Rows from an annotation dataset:
☆ ☆ ☆ ☆ ☆ ☆ ☆

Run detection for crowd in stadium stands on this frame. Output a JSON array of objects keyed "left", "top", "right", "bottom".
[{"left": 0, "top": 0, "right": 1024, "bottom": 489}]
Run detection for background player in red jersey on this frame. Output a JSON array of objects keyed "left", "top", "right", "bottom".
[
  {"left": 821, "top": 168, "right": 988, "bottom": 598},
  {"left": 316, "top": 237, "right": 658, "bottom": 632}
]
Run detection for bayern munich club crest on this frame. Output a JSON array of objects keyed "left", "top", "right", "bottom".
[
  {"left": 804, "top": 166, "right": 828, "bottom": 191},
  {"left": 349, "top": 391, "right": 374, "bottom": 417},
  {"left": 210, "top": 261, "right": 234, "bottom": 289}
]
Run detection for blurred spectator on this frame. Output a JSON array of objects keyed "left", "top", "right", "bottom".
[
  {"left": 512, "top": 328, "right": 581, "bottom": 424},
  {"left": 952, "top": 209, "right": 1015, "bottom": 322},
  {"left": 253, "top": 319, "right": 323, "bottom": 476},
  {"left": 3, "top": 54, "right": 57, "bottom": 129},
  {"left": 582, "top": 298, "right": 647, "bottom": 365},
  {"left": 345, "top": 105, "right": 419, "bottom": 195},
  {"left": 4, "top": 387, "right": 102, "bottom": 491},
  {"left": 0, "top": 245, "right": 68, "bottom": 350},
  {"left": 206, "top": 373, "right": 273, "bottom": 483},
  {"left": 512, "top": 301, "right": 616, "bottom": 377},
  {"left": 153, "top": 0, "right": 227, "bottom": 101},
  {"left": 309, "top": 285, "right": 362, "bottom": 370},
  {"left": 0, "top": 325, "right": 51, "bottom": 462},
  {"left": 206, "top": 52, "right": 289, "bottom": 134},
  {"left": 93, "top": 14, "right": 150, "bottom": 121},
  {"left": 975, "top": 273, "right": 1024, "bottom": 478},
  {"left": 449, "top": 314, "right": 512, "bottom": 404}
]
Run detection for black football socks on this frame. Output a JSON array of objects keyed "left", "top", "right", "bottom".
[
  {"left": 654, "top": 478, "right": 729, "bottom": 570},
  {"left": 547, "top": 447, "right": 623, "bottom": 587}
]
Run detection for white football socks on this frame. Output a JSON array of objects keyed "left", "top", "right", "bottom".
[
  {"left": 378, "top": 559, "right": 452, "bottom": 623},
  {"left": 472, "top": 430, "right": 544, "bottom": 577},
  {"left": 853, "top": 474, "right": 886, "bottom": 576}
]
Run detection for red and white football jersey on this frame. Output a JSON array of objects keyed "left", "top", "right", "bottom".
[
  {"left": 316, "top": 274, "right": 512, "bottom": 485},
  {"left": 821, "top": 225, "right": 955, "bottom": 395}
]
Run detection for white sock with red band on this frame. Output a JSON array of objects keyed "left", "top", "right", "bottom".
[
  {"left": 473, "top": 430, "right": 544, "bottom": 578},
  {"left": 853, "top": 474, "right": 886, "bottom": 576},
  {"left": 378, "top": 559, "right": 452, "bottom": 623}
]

☆ ☆ ☆ ☆ ☆ ☆ ☆

* [Exercise]: Copy out the lines of the rows above, starting with the line that contains "Run detection for red" and continuing through the end of the rows, with both ends included.

* [Written solution]:
Run detection for red and white football jersey on this frame. Output a JSON array of objects keyed "left", "top", "right", "bottom".
[
  {"left": 316, "top": 274, "right": 512, "bottom": 485},
  {"left": 821, "top": 225, "right": 955, "bottom": 395}
]
Run detection for white sock with red band on this frame. Output a JSON array of objects keyed "left", "top", "right", "bottom".
[
  {"left": 473, "top": 430, "right": 544, "bottom": 578},
  {"left": 853, "top": 474, "right": 886, "bottom": 576},
  {"left": 378, "top": 559, "right": 452, "bottom": 623}
]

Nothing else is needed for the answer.